↓

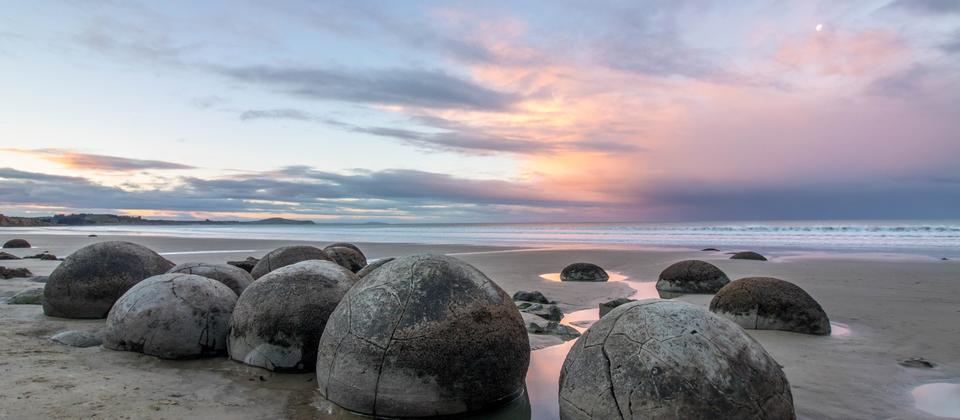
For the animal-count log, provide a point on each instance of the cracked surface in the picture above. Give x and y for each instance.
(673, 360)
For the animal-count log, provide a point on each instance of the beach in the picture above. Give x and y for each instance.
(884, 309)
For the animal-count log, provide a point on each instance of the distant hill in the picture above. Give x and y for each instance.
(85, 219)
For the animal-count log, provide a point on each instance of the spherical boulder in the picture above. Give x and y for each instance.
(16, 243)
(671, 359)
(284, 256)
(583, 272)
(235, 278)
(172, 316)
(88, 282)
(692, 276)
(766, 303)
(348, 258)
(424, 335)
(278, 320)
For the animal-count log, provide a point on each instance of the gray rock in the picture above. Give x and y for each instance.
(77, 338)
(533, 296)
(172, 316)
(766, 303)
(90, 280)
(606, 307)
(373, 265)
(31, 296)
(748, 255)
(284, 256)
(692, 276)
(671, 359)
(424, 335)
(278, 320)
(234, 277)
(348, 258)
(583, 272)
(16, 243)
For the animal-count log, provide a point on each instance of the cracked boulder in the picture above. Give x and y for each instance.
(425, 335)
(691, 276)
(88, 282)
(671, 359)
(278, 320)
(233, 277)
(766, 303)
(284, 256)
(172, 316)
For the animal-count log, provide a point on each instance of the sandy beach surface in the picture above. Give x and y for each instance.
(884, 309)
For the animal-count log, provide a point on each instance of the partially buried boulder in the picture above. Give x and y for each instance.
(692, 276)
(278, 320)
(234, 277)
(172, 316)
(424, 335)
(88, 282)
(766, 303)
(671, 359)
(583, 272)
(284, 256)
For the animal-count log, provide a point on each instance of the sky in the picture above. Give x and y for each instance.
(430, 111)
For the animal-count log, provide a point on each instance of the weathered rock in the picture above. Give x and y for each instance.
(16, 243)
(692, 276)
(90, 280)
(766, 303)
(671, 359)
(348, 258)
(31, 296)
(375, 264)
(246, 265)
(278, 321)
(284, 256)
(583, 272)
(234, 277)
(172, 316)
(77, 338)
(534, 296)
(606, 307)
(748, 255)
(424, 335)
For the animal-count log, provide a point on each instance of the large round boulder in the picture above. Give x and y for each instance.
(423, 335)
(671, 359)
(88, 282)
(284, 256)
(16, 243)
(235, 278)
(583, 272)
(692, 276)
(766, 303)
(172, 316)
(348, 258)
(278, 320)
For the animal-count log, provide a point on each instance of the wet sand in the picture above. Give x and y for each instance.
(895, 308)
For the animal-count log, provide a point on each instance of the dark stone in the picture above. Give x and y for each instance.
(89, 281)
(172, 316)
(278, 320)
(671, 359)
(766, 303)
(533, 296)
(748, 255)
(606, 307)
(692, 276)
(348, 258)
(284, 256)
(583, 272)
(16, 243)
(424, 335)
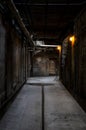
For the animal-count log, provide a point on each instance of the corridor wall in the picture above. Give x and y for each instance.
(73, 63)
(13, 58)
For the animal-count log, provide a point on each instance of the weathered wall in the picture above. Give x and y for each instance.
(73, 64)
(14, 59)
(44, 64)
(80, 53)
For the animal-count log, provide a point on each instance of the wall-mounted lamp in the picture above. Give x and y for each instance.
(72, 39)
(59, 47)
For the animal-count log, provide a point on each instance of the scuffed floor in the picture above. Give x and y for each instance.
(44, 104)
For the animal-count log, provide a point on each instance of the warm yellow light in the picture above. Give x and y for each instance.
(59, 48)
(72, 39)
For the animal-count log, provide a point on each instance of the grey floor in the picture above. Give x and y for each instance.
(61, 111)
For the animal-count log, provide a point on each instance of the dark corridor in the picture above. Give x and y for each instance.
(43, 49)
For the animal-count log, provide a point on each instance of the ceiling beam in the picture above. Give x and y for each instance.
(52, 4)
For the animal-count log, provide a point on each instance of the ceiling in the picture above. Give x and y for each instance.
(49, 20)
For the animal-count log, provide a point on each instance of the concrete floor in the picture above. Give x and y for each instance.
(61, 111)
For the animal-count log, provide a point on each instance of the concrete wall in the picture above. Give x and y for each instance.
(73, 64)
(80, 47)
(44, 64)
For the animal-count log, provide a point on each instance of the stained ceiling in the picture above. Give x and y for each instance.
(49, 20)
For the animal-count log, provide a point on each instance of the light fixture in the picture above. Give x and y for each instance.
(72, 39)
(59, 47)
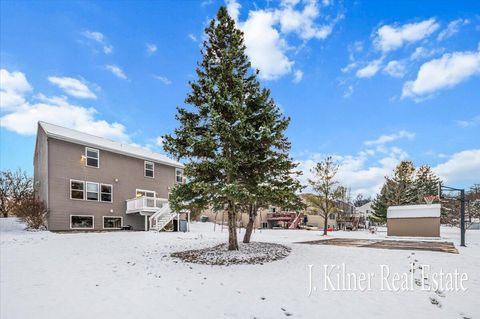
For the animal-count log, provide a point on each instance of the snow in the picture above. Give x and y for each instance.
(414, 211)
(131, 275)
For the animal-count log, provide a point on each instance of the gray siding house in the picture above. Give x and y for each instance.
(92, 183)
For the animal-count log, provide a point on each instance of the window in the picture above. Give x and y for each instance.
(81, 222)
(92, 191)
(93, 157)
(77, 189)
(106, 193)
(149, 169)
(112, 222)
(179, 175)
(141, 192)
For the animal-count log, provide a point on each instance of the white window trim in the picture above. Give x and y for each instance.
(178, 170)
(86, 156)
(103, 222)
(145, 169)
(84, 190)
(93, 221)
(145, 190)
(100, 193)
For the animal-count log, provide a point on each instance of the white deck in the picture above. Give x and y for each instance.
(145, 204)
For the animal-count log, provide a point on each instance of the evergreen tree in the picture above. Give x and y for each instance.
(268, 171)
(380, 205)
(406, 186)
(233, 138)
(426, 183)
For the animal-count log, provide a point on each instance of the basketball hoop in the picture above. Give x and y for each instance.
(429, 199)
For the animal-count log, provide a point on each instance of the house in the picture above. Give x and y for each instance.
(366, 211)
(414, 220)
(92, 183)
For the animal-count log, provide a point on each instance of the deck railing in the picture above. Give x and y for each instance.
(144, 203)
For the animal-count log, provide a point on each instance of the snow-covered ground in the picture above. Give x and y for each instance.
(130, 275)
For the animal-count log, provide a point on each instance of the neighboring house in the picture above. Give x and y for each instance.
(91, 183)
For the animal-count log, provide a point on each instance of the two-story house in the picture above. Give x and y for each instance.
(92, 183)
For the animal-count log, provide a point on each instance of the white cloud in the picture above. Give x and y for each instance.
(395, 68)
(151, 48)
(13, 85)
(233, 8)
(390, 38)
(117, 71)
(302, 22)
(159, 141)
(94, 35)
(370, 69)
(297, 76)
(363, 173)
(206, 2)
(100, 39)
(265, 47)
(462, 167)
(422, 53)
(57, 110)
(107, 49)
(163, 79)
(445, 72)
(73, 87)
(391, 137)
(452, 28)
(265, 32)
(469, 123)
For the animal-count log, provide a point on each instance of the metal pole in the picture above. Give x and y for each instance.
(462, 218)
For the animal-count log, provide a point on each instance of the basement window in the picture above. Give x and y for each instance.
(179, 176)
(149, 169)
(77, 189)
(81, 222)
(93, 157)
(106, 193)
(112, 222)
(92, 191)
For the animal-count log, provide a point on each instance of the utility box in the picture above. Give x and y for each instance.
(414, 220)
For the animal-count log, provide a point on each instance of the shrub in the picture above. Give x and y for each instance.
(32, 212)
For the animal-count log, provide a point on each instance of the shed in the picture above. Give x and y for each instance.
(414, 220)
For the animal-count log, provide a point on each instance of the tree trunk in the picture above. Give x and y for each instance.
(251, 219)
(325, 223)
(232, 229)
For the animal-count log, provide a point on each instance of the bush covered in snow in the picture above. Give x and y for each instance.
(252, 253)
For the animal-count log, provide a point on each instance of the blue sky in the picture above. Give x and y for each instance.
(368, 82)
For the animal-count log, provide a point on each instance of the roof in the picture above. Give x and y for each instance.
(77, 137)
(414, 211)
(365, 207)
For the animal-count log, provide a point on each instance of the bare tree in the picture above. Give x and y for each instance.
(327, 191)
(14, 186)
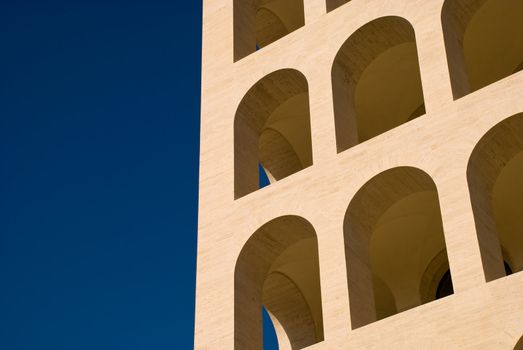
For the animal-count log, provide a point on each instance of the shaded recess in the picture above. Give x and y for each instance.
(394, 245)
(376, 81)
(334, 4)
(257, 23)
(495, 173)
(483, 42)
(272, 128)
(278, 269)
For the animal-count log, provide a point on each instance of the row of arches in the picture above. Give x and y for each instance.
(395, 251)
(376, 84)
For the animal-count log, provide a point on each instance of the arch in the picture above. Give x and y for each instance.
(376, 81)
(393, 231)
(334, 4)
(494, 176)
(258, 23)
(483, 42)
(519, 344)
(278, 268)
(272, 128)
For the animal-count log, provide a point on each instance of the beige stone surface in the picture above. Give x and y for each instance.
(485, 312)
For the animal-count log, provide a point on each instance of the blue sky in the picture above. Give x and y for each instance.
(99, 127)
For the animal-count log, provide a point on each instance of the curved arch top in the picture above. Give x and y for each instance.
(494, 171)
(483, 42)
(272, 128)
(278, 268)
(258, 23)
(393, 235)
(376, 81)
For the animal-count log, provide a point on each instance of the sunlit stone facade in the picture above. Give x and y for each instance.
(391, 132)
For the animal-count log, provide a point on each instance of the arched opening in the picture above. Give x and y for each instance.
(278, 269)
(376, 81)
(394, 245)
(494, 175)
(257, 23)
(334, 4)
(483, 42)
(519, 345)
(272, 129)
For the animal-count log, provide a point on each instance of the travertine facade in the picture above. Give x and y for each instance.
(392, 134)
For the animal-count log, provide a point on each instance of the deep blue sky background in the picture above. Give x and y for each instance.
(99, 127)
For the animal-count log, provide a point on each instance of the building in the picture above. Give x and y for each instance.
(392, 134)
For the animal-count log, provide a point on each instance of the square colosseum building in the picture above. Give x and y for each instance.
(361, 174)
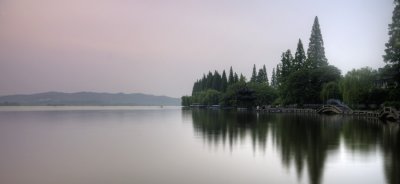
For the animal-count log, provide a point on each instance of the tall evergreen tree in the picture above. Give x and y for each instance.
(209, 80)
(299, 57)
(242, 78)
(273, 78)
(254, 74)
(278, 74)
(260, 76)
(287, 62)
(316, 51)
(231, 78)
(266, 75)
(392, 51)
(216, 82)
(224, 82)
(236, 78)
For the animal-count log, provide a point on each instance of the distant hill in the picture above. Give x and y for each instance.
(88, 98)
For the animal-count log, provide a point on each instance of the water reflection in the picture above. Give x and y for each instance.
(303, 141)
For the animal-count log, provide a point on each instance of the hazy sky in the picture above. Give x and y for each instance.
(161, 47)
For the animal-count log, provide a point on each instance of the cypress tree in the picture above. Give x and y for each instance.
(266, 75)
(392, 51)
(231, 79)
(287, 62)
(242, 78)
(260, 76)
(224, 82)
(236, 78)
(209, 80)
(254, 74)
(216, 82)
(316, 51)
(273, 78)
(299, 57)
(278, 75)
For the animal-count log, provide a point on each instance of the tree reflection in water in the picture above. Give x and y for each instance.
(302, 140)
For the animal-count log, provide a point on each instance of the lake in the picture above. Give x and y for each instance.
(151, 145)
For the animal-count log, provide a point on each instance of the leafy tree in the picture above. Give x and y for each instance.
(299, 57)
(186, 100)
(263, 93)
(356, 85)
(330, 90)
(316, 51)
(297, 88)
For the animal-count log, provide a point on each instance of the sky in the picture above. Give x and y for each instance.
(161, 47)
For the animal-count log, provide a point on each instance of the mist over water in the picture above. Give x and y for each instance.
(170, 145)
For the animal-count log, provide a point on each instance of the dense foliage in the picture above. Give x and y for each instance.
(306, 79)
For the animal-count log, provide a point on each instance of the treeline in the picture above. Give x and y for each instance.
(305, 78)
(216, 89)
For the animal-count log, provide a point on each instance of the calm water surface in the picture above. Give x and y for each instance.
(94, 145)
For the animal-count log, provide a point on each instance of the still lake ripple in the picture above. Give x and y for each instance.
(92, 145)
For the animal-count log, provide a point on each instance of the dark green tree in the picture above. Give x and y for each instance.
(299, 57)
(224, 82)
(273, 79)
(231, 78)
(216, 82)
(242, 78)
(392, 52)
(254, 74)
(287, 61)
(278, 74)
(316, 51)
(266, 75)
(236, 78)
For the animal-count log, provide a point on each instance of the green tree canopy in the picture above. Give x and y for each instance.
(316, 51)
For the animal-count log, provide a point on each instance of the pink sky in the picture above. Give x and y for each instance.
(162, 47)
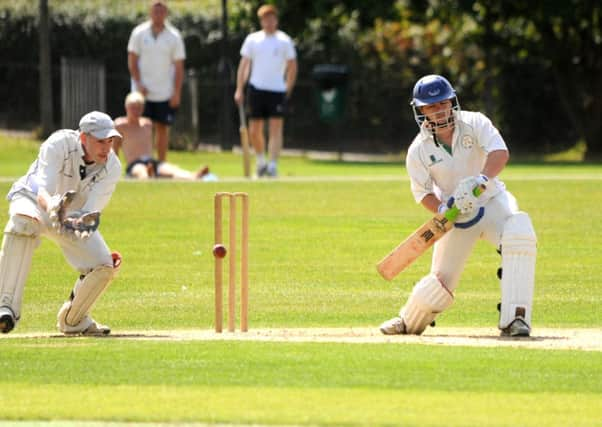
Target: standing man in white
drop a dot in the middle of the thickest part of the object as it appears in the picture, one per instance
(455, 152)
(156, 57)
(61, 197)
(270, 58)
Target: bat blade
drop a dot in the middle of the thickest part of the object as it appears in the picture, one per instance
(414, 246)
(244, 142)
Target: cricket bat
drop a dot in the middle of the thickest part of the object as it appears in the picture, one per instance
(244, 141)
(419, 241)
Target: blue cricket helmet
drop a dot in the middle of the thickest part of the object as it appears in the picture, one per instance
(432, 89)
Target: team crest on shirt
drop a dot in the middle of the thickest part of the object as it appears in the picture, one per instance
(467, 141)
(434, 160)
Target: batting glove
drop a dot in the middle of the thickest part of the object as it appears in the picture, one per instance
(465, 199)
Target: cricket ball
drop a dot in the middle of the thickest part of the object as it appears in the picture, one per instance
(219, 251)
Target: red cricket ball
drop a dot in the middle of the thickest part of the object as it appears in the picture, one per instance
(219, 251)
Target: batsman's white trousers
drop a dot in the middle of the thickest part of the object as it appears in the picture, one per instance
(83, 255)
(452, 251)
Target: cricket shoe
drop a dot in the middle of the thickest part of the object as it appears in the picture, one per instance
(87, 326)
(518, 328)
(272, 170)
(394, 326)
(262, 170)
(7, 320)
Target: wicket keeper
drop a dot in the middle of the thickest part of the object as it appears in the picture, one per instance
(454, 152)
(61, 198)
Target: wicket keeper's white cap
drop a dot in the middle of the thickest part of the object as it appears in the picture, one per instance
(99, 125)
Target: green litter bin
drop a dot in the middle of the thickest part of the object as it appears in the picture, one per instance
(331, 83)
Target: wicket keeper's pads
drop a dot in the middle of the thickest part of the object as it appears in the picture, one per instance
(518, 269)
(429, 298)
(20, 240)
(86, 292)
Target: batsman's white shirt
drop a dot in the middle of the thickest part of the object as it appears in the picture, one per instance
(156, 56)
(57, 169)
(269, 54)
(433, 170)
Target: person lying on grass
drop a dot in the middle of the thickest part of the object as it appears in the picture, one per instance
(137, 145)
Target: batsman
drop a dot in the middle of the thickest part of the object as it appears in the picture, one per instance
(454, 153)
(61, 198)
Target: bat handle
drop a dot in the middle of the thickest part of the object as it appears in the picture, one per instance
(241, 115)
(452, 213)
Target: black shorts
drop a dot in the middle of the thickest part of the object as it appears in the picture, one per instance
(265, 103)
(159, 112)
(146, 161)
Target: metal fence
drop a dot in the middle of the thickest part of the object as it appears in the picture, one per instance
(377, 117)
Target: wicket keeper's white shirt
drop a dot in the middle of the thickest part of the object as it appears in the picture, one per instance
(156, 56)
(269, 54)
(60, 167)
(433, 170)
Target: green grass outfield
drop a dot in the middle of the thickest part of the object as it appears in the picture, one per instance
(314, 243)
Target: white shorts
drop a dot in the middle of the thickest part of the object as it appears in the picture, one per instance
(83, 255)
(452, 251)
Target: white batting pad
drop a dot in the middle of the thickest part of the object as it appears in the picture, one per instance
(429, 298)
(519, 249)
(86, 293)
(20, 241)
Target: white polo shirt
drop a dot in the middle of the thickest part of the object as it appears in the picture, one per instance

↑

§ Brief: Go over the data and return every line that includes the word "cricket".

§ Output for this exercise:
Target: cricket bat
Target: blue cricket helmet
Target: cricket ball
Target: red cricket ball
Target: cricket shoe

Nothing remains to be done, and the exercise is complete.